Task A. Please count the lines of the listing below that contain the string "music", treating case as significant, and give only the number.

Passage shown.
══════════════════════════════
OK, thanks for the detailed analysis. But when the buffer gets truncated,
jbd2_journal_invalidatepage() either removes the buffer from the
transaction (obviously didn't happen here) or it sets buffer_freed and
buffer_jbddirty should get cleared when processing the BJ_Forget list. So
why that didn't happen? Can you have a look into what
jbd2_journal_invalidatepage() did to buffer in that page?

Generally truncated buffers should not enter checkpoint list since writing
them is just a waste of disk bandwidth...

								Honza
Jan Kara Nov. 19, 2015, 9:42 a.m. UTC | #4
On Wed 18-11-15 22:36:51, Jan Kara wrote:
> On Tue 17-11-15 13:47:50, Namjae Jeon wrote:
> > > On Mon 09-11-15 14:21:11, Namjae Jeon wrote:
> > > > >
> > > > > On Wed, Oct 21, 2015 at 06:44:10PM +0900, Namjae Jeon wrote:
> > > > > > > Interestingly we're not seeing these memory leaks on the truncate
> > > > > > > path, so I suspect the issue is in how collapse range is clearing
> > > > > > > pages from the page cache, especially pages that were freshly written
> > > > > > > to the journal by the commit but which hadn't yet been writtten to
> > > > > > > disk and then marked as complete so we can allow the relevant
> > > > > > > transaction to be checkpointed.  (Although we're not leaking the
> > > > > > > journal head structures, but only the buffer heads, so the story most
> > > > > > > be a bit more complicated than that.)
> > > > > >
> > > > > > Okay, Thanks for sharing your view and points !!
> > > > > >
> > > > > > Currently I can reproduce memory leak issue without collase/insert/zero range.
> > > > > > conditions like the following.(collase/insert/zero range are disable with -I -C -z option and
> > > add -y
> > > > > option instead of -W)
> > > > > >   1. small size parition(1GB)
> > > > > >   2. run fsx with these options "./fsx -N 30000 -o 128000 -l 500000 -r 4096 -t 512 -w 512 -Z -R
> > > -y -
> > > > > I -C -z testfile"
> > > > > > And same result with generic/091 is showing (buffer_head leak)
> > > > > >
> > > > > > So I am starting to find root-cause base on your points.
> > > > > > I will share the result or the patch.
> > > > >
> > > > > Thanks, that's very interesting data point.  So this makes it appear
> > > > > that the problem *is* probably with how we deal with checkpointing
> > > > > buffers after the pages get discarded using either a truncate or a
> > > > > collapse_range, since the 'y' option causes a lot fsync's, and hence
> > > > > commits, some of which are happening after a truncate command.
> > > > >
> > > > > Thanks for a taking a look at this.  I really appreciate it.
> > > > >
> > > > > Cheers,
> > > >
> > > >
> > > > Hi Ted,
> > > >
> > > > Could you review this patch?
> > > >
> > > > Thanks!
> > > > ---------------------------------------------------------------------------------
> > > > Subject: [PATCH] jbd2: try to free buffers from truncated page after
> > > >  checkpoint
> > > >
> > > > when ext4 is mounted in data=journal mode, and truncate operation
> > > > such as settatr(size), collopse, insert and zero range are used, there are
> > > > are many truncated pages with NULL page->mapping. Such truncated pages
> > > > pile up quickly due to truncate_pagecache on data pages associated with journal.
══════════════════════════════
Extracted information.
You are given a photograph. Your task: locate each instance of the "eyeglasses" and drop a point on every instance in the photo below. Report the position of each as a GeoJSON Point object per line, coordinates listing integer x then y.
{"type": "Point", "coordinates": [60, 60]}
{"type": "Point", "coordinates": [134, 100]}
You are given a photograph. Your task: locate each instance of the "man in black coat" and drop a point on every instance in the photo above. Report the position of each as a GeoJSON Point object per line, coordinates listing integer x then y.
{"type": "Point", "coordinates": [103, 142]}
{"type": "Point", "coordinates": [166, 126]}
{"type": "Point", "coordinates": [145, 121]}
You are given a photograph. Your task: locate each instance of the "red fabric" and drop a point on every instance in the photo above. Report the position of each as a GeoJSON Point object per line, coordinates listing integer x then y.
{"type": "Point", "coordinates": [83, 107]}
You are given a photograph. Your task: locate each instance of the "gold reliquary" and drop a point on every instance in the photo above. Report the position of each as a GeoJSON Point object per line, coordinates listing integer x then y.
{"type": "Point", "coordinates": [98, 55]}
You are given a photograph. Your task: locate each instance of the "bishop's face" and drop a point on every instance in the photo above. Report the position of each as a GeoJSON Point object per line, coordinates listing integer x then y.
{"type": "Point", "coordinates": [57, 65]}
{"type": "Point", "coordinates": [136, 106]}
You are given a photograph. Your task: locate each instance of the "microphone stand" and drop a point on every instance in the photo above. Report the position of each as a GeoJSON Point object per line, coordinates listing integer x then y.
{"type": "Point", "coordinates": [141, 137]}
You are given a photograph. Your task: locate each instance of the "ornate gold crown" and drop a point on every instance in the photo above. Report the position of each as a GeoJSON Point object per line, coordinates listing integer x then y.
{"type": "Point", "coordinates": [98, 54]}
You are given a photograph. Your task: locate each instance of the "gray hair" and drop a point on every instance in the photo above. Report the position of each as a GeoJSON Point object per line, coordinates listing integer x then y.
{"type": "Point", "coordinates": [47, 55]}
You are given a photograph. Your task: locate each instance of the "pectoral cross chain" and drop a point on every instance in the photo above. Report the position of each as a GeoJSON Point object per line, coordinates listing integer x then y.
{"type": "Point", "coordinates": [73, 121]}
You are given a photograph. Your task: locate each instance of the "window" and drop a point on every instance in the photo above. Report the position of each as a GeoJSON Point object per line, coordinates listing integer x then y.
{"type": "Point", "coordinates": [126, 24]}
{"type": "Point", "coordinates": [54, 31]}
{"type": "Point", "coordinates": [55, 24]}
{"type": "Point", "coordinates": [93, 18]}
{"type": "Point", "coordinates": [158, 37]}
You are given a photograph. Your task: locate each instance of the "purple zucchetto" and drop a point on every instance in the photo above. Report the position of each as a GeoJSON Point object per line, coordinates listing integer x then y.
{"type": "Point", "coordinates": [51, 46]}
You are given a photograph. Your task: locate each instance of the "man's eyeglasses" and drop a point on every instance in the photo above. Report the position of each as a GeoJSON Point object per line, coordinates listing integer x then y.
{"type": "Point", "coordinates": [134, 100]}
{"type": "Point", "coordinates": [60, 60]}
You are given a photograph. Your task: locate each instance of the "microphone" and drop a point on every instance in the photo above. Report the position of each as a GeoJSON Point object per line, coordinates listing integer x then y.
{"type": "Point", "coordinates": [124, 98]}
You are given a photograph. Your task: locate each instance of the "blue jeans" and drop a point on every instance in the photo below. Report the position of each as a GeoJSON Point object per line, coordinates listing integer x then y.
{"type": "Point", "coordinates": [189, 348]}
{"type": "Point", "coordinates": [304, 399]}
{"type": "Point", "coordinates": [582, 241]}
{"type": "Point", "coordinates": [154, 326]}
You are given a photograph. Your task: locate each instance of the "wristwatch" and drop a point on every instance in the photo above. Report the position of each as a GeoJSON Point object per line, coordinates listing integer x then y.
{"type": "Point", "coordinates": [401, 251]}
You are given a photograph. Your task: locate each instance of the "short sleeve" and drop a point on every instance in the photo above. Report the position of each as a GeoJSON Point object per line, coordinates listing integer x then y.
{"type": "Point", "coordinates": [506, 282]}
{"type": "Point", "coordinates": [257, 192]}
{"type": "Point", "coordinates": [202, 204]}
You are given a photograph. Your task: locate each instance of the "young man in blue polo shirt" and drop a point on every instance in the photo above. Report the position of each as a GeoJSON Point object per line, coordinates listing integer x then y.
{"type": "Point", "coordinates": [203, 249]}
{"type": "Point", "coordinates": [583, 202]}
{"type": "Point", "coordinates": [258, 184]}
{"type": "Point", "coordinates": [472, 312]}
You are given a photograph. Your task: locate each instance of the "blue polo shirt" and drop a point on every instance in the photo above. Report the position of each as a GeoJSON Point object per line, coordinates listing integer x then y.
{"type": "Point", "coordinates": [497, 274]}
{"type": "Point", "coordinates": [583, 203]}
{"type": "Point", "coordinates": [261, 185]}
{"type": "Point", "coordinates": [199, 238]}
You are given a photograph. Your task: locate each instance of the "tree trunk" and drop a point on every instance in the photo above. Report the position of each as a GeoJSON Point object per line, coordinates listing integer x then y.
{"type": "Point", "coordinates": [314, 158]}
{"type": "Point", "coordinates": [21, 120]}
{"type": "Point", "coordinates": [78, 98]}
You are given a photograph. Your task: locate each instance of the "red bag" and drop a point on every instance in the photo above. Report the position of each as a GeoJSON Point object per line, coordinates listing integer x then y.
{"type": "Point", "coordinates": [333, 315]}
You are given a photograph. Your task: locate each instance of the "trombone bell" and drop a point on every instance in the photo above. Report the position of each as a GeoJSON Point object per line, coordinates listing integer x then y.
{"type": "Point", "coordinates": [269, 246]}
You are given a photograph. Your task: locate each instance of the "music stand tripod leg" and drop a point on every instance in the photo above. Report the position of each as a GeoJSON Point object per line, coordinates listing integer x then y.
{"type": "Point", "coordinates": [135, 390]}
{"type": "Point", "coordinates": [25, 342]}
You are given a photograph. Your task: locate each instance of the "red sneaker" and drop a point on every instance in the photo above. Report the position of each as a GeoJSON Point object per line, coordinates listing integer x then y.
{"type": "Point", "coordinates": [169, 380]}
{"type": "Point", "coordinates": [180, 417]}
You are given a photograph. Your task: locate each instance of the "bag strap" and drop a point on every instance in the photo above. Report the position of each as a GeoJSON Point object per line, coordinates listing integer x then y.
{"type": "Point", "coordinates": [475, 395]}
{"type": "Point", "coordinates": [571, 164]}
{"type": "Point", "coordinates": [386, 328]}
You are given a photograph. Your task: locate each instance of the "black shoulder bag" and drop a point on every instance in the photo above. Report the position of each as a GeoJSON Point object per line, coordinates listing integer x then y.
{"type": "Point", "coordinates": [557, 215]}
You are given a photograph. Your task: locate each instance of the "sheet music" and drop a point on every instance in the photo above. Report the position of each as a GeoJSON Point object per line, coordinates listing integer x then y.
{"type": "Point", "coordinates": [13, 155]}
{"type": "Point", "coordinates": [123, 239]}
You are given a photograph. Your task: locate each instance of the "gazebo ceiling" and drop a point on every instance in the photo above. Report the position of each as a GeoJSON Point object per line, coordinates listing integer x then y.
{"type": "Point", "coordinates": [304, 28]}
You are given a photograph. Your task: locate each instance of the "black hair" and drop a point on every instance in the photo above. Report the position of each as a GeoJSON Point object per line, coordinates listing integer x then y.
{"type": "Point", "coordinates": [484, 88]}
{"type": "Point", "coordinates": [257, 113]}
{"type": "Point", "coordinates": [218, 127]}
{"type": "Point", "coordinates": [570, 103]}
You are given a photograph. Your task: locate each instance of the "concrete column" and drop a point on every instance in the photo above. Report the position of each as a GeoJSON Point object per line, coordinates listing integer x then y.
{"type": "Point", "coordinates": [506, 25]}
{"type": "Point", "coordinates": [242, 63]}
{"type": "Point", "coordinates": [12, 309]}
══════════════════════════════
Task B.
Answer these questions from the jbd2 thread above, one answer per line, marked like the questions:
(i) Which function either removes a truncated buffer from the transaction or sets buffer_freed?
(ii) What partition size is listed among the conditions for reproducing the leak?
(iii) Which fsx option is described as causing a lot of fsyncs?

Correct result A. 2

Correct result B.
(i) jbd2_journal_invalidatepage()
(ii) 1GB
(iii) The 'y' option